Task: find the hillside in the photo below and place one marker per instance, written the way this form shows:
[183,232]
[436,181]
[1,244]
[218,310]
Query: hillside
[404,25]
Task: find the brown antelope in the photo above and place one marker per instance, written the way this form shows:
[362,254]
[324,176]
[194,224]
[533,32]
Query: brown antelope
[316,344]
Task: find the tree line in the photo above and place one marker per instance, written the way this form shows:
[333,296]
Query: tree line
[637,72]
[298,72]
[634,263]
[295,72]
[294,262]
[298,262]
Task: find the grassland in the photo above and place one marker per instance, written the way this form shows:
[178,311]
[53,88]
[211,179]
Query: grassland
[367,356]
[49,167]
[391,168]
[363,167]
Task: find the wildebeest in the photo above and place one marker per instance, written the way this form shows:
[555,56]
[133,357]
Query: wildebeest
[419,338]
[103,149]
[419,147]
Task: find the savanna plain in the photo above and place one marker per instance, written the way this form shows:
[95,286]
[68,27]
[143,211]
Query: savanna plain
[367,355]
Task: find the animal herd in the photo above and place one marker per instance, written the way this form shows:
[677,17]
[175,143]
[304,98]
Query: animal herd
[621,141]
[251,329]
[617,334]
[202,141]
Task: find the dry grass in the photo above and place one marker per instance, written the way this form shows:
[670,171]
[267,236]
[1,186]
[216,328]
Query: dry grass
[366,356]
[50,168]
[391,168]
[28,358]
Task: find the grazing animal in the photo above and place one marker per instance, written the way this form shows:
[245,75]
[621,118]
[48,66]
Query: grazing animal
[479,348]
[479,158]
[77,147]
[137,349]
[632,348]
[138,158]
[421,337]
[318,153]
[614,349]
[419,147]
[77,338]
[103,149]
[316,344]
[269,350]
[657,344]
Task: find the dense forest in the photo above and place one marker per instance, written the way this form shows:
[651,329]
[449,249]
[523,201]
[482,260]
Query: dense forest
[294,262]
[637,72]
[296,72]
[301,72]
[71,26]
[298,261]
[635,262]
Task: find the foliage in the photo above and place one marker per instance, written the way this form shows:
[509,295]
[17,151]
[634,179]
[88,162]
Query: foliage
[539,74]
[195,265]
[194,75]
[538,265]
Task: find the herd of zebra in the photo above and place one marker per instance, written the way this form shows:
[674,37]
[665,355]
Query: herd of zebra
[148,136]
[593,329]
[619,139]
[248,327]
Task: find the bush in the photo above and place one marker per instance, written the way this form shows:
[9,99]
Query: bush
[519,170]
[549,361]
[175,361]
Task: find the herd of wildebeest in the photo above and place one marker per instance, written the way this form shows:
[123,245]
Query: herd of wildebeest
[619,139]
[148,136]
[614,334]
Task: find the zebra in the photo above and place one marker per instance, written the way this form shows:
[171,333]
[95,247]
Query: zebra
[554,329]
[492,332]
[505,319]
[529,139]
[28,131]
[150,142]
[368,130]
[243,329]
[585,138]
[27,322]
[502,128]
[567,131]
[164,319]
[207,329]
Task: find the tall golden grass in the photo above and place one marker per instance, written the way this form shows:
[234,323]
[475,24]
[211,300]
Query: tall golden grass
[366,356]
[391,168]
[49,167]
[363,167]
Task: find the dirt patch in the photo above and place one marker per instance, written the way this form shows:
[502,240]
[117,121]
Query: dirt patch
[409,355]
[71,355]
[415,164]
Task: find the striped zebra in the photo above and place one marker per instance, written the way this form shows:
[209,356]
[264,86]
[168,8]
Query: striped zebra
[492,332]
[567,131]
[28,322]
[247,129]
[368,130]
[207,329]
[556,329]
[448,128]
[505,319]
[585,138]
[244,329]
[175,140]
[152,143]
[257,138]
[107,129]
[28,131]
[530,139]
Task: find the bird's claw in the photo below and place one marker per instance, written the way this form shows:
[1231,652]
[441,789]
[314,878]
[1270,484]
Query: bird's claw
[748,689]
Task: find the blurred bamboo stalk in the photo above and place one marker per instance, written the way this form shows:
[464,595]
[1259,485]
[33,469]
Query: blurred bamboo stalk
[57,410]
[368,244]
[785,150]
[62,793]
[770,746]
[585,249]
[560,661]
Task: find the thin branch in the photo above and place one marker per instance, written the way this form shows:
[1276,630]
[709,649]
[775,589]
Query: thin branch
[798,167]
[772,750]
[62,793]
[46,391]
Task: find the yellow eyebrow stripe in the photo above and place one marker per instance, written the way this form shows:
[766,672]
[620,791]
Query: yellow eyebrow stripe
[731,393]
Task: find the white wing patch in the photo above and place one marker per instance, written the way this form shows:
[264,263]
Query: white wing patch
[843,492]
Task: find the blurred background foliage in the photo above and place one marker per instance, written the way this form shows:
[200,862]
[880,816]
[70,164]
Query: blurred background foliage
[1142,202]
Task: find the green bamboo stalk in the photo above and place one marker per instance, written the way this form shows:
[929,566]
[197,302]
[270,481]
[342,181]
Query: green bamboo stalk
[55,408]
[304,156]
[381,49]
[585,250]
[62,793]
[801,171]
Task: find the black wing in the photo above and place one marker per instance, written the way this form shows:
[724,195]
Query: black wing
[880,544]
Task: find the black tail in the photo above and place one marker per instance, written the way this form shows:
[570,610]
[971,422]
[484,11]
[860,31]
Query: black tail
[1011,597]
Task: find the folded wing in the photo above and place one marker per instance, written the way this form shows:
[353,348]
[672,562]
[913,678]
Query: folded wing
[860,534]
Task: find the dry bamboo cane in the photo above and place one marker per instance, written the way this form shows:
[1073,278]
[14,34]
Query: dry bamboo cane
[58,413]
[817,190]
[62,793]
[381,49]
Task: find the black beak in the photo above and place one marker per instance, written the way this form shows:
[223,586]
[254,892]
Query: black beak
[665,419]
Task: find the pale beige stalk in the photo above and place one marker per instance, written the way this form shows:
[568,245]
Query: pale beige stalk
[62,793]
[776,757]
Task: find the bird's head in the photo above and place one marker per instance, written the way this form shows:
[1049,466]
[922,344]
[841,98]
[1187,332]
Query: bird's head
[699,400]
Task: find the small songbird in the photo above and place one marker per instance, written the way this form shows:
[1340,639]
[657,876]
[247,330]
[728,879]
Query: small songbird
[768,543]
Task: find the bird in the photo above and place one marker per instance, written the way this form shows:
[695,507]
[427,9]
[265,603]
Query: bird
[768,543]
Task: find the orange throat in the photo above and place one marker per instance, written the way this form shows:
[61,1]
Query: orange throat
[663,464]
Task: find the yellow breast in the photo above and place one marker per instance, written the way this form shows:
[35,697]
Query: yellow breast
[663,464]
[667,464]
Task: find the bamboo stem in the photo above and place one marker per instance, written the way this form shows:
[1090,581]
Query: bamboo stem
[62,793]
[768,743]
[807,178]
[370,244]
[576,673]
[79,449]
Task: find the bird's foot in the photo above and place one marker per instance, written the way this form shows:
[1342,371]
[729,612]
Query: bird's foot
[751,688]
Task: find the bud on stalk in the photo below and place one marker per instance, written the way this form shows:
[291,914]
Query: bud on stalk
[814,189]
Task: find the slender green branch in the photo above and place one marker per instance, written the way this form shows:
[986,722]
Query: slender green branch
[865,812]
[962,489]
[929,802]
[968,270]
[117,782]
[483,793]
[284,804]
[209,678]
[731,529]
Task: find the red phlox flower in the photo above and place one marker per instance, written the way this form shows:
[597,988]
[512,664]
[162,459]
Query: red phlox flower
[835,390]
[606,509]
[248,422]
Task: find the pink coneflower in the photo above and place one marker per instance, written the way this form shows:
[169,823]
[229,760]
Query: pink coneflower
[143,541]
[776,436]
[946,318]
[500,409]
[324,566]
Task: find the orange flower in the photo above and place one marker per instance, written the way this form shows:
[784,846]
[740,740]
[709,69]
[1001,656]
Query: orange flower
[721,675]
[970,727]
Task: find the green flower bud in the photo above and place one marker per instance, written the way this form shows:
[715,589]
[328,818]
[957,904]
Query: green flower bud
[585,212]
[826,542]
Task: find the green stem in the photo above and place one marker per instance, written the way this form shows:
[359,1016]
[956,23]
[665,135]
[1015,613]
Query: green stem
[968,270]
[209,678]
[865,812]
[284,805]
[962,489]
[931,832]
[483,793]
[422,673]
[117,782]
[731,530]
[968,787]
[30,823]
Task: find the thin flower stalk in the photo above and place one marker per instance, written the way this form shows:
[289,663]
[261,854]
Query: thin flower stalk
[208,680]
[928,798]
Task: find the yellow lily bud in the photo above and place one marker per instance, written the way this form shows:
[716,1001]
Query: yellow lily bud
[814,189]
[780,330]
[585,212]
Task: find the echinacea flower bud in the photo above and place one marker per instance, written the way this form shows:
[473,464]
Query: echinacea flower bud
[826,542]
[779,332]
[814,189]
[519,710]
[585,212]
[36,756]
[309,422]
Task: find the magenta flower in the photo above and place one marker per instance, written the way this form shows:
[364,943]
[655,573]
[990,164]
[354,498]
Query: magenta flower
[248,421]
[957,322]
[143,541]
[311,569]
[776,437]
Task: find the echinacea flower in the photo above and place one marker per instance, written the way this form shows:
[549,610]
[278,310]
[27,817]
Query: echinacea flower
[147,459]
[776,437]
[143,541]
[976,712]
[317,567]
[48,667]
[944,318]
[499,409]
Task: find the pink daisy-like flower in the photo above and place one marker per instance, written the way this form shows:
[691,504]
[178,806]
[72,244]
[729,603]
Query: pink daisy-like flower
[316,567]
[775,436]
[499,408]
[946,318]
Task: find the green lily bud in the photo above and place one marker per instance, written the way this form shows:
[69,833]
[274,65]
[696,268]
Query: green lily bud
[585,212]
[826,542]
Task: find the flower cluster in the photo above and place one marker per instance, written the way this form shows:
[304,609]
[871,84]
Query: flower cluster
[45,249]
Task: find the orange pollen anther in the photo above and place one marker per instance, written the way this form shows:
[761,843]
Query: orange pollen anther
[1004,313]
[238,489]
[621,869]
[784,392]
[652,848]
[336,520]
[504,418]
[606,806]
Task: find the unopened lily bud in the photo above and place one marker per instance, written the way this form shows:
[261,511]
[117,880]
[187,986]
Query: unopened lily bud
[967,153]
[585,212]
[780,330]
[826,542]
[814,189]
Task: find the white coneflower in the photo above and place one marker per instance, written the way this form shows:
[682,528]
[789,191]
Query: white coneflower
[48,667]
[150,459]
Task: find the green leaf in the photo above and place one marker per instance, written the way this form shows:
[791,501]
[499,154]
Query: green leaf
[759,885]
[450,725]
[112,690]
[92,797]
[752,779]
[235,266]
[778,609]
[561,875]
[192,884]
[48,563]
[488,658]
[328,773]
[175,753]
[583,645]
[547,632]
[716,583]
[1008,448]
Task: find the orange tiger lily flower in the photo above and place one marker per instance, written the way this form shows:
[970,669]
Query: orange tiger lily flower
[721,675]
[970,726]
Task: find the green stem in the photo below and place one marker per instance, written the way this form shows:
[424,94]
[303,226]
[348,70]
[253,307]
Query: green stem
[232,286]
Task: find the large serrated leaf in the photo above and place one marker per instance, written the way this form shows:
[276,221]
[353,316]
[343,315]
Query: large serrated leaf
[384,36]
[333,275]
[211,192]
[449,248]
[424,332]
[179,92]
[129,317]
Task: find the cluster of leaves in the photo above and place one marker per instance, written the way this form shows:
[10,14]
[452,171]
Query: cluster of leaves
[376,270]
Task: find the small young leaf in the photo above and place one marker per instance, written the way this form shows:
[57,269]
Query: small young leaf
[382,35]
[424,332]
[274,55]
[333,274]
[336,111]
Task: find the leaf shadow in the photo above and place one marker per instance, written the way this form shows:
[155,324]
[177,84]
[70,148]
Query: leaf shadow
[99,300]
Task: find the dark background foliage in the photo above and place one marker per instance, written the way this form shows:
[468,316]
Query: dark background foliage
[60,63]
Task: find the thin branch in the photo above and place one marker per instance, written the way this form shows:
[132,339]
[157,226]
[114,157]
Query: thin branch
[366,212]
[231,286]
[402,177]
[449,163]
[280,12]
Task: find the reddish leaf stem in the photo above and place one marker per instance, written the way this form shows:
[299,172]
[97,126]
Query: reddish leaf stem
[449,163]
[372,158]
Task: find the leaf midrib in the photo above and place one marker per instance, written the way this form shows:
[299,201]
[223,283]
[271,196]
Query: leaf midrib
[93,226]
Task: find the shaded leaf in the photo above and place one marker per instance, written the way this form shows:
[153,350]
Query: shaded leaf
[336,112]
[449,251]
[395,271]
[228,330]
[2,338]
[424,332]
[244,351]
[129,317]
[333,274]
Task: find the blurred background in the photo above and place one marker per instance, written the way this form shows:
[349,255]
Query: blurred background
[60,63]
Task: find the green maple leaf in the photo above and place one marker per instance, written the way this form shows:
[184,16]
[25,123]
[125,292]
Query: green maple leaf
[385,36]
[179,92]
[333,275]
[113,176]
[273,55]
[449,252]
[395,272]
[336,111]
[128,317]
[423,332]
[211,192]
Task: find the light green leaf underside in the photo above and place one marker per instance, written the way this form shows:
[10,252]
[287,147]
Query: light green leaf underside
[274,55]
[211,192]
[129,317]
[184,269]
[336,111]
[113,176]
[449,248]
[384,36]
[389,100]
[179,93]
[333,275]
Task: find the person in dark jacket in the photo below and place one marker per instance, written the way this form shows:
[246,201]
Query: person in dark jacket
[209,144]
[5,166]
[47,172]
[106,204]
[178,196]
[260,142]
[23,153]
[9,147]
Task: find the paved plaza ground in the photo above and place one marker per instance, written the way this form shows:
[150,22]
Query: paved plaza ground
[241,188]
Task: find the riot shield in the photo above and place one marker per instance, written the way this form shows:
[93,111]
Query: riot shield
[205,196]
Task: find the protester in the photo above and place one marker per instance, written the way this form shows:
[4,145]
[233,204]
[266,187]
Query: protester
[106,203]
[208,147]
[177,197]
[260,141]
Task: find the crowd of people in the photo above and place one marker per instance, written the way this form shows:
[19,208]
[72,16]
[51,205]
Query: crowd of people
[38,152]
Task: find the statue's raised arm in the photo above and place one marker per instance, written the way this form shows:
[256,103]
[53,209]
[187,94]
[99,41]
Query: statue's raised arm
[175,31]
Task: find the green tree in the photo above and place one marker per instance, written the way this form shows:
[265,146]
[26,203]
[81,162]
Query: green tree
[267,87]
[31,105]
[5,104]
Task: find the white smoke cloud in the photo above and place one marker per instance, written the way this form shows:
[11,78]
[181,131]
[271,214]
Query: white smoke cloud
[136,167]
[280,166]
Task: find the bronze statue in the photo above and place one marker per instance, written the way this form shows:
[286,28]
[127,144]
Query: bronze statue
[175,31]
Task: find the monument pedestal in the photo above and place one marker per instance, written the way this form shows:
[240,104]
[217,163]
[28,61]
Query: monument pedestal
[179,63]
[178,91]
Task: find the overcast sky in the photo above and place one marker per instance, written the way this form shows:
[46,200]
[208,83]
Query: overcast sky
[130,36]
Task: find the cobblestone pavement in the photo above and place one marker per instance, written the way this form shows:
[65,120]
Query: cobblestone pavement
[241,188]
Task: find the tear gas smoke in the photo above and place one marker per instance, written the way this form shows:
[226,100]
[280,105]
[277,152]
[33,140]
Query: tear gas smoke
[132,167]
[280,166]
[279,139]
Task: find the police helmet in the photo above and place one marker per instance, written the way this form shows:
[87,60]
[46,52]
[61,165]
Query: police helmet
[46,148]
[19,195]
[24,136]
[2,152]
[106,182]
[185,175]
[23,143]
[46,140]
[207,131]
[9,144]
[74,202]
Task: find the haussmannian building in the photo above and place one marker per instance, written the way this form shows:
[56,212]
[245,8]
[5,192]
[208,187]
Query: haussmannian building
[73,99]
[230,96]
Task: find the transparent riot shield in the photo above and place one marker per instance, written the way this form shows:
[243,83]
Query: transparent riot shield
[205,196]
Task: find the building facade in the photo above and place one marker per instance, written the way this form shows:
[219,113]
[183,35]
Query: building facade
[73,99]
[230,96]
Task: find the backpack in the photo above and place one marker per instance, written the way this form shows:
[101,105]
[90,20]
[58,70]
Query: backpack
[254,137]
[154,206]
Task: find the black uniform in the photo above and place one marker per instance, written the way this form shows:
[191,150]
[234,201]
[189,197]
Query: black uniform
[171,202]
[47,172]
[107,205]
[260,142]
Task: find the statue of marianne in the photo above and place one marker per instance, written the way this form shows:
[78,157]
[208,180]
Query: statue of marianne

What to work on
Give only how many lines above hold "marianne".

Task answer
2